Document
Sa vie est jalonnée d’exploits devenues légendes. Entré à la fameuse Japan Karaté Association à 18 ans, il en deviendra l’un des combattans les plus respectés. Nakayama Masatoshi, qui fut l’un de ses Senseï, disait que c’était « le meilleur combattant de sa génération ». Forcément un doux euphémisme dans la bouche du co-fondateur de la JKA.
Egalement formé par Kanazawa Hirokazu et Yano Kenji, surnommé le « destructeur » , Yahara fit sa réputation sur son Ichigeki, le « coup mortel », objectif ultime de sa recherche de Budoka, qui fit beaucoup de dégâts.
DÉMÉNAGER POU ÉVITER D’ÊTRE TUÉ
En 2006, à 59 ans, lors de son examen pour le 8e dan, il cassa encore trois côtes à son adversaire sur une seule frappe ! Trois fois rien à côté du jour où, dans le cadre de son travail (Ndlr : il dirige une société de protection), il domina 34 Yakuza venu le démotiver de protéger les VIP japonais (une photo est visible sur http://www.japantoday.com/ mais il faut s’abonner). Sa lutte contre les Yakuza a évidemment contribué à forger sa légende. Pendant de nombreuses années, il dut constamment déménager pour éviter d’être tué. Mais les Yakuza finirent par s’apercevoir qu’il n’avait pas peur de mourir…
Guère favorable au versant sportif du karaté, Yahara Mikio, 62 ans depuis avril, est aujourd’hui à la tête de la Karatenomichi World Federation qu’il à créée en l’an 2000 (42 pays affiliés). Une école à son image qui dispense l’enseignement des premières années de la JKA. Car, pour Yahara senseï, descendant de Samouraï par sa mère et d’officiers de la marine militaire par son père, Karaté rime avec Budo. Et le Budo, c’est « être capable de se défendre et défendre les siens en cas de nécessité ».
Konichiwa Senseï. Nous avaons entendu dire que, les médecins vous avaient dit que vous ne vivriez pas au-delà de vos 20 ans. Est- ce vrai ?
Oui. Petit, je courais beaucoup et, un jour, j’ai eu un malaise cardiaque qui m’a paralysé. Mon médecin m’a dit que, même si je parvenais à guérir, je devais mourir avant mes 20 ans et, de toute façon, je ne pouvais plus faire d’activités physiques.

Extraits de données
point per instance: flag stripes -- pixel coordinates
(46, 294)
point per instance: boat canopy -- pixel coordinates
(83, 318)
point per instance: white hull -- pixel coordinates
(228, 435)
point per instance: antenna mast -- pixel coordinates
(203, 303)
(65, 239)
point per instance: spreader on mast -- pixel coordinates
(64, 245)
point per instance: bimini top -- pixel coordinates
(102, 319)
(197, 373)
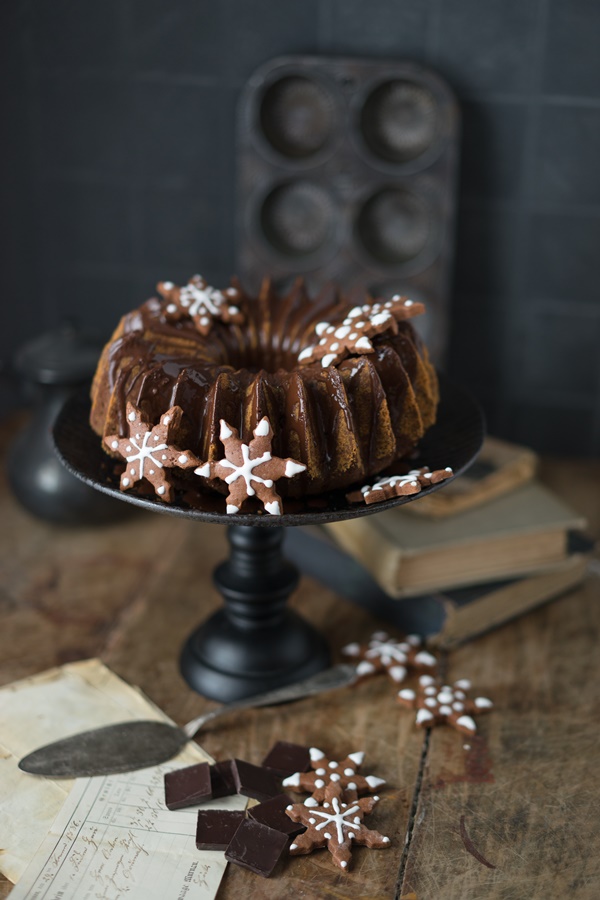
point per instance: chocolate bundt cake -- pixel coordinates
(348, 390)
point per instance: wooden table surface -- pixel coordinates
(516, 816)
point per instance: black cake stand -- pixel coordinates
(254, 642)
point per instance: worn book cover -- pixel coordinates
(523, 532)
(446, 617)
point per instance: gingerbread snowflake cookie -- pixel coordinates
(353, 335)
(335, 824)
(250, 469)
(399, 485)
(149, 450)
(438, 704)
(383, 654)
(200, 302)
(329, 771)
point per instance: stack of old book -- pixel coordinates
(491, 545)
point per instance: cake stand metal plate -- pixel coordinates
(255, 643)
(454, 441)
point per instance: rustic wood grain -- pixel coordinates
(131, 593)
(524, 798)
(514, 816)
(340, 722)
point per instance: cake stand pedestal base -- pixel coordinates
(254, 643)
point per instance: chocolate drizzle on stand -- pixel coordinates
(219, 657)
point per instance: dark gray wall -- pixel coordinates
(118, 142)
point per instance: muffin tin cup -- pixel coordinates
(347, 173)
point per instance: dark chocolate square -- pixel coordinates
(187, 787)
(256, 847)
(254, 781)
(285, 758)
(216, 827)
(222, 780)
(272, 813)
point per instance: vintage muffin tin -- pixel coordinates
(346, 172)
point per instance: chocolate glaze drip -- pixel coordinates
(346, 422)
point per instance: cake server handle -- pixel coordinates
(337, 676)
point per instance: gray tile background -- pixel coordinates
(118, 169)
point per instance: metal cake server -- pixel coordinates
(134, 745)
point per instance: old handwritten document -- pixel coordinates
(104, 838)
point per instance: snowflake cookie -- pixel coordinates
(352, 335)
(200, 302)
(437, 704)
(383, 654)
(149, 450)
(326, 772)
(250, 469)
(399, 485)
(335, 824)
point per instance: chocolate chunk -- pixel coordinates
(286, 758)
(216, 827)
(254, 781)
(222, 780)
(187, 787)
(272, 813)
(256, 847)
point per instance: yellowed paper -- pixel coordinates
(44, 708)
(114, 838)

Consigne donnée
D'après le document sur Yahara Mikio, quelle fédération dirige-t-il aujourd'hui ? Répondez en vous appuyant uniquement sur le document, s'il vous plaît.

Réponse
Il est à la tête de la Karatenomichi World Federation, qu'il a créée en 2000.